» Exercise prompt:
Copy every one of the rows below word for word, changing nothing.

» Given entries:
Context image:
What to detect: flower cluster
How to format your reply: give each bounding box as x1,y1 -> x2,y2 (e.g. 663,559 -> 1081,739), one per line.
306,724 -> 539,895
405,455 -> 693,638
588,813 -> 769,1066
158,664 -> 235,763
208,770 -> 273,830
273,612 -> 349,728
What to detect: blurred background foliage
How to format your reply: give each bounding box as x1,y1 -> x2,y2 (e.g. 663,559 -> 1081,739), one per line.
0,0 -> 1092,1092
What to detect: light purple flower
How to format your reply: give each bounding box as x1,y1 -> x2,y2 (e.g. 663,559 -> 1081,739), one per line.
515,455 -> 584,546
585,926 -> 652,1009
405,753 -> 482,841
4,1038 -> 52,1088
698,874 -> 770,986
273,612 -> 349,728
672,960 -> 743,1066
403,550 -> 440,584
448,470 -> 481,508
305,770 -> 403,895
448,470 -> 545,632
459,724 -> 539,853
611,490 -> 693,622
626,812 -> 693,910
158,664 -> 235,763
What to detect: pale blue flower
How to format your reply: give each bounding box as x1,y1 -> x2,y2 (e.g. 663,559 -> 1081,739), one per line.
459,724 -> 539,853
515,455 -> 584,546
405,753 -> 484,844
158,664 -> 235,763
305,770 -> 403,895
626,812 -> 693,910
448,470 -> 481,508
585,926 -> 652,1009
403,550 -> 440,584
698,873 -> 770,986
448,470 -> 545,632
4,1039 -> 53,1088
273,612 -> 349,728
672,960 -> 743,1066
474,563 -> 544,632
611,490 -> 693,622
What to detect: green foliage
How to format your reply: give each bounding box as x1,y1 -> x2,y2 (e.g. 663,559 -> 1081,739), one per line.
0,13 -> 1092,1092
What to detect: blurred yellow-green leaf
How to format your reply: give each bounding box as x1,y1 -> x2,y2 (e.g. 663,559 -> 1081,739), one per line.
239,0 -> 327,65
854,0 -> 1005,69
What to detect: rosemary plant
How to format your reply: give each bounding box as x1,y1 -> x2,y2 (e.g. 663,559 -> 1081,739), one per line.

» Full answer:
Context image:
What to detect: flower cluster
How to format your reply: give each bounding box as x1,y1 -> x2,y2 (e.g. 663,559 -> 1081,739), one per line.
306,724 -> 539,895
405,455 -> 693,638
588,813 -> 769,1066
158,664 -> 235,763
208,770 -> 273,830
273,612 -> 349,728
What to detect: blurred background foliage
How to format your reply: give each bounding box as x1,y1 -> x2,y2 (e.g. 663,559 -> 1081,739), one per line.
0,0 -> 1092,1092
What to detect: light purple flower
How to format your reply: give each bounding box as x1,y1 -> x2,y2 (e.g. 663,559 -> 1081,739), one per line.
515,455 -> 584,546
585,926 -> 652,1009
405,753 -> 482,841
4,1038 -> 52,1088
698,874 -> 770,986
273,612 -> 349,728
672,960 -> 743,1066
403,550 -> 440,584
448,470 -> 481,508
305,770 -> 403,895
448,470 -> 545,632
459,724 -> 539,853
611,490 -> 693,622
626,812 -> 693,910
158,664 -> 235,763
What to detect: pale blue flower
How to format your reply: give each bounding box as x1,y1 -> x2,y2 (e.g. 663,559 -> 1081,739), one per line.
459,724 -> 539,853
515,455 -> 584,546
405,753 -> 484,844
158,664 -> 235,763
305,770 -> 403,895
626,812 -> 693,910
448,470 -> 481,508
585,926 -> 652,1009
403,550 -> 440,584
698,873 -> 770,986
448,470 -> 545,632
4,1039 -> 53,1088
273,612 -> 349,728
672,960 -> 743,1066
474,563 -> 544,632
611,490 -> 693,622
What to detect: green foliage
How to format your reply: give each bounding box as x1,y1 -> x2,y2 (e.g. 663,559 -> 1081,739), one per line.
0,13 -> 1092,1092
What to detect: blurred yellow-green leaf
How to format your reply: give each bounding box as x1,y1 -> x2,y2 (e.g. 663,559 -> 1081,739), one per line.
239,0 -> 327,65
854,0 -> 1005,69
What to detect: rosemary plant
How to format your reply: give each bounding box as x1,y1 -> x2,y2 (e.g. 663,559 -> 1081,739), one per line.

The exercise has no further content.